→ **What to produce**: According to the mid-week market update, how much did crypto ETFs borrow from the Treasury repo market in Q2?

→ **Source excerpt**:
○ ○ ○ ○ ○ ○ ○
The Real Reason the Market Skidded Yesterday

Mid-week market update: I noted on the weekend that the S&P 500 was at the end of a upper Bollinger Band ride, and such instances usually resolve in consolidation or pullbacks. In the past, the pullback usually ended at the 20 dma, which is roughly where the market is today. In other cases, market weakness continued until the index reached the lower BB.

 

 

Is the pullback over? To answer that question, I turn to the catalyst for market weakness. I woke up Tuesday morning to see a sea of red in equity market indices. The spark was attributable to a decline in the shares of go-go stock Palantir, which reported sales and earnings beats and guided expectations higher. Apparently, it wasn’t enough. The market sold off because of Palantir’s sky high valuation.

 

I found the explanation vaguely unsatisfying. Here is the real reason.

 

 

A Liquidity Scare

Michael Howell of CrossBorder Capital pointed out the spike in the SOFR – Fed Funds spread, indicating a liquidity squeeze in the financial system. Sudden liquidity squeezes can cause dislocation in asset prices and play havoc with risk appetite. Fortunately, the liquidity squeeze was attributed to temporary month-end imbalances and the SOFR-FF spread normalized the next day.

 

 

The spike in SOFR highlighted an additional liquidity concern lurking in the financial system. A Risk.net   article, Crypto ETFs gatecrash the U.S. Treasury repo market, reported that crypto ETFs borrowed $13 billion from the Treasury repo market in Q2. In other words, crypto leverage is now tapping into the Treasury repo market and the crypto tail is at risk of wagging the market dog. Combined with the recent dramatic decline in Bitcoin and other crypto currencies, this is a sign of possible crypto contagion in the banking system.
○ ○ ○ ○ ○ ○ ○
→ **Entries provided**:
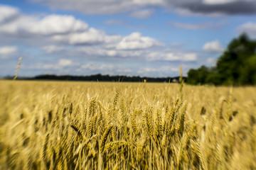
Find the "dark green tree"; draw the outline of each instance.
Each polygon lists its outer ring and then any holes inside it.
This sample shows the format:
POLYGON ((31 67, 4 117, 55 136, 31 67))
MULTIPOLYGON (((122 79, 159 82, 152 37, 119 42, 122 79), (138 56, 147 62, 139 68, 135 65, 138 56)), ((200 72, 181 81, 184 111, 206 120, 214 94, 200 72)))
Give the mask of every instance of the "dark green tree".
POLYGON ((246 77, 242 73, 247 67, 246 61, 255 54, 256 42, 242 34, 228 45, 228 49, 217 61, 217 69, 224 84, 245 84, 246 77))
POLYGON ((201 66, 188 72, 191 84, 256 84, 256 41, 243 33, 233 40, 218 58, 216 66, 201 66))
○ ○ ○ ○ ○ ○ ○
→ **Exercise result**: $13 billion.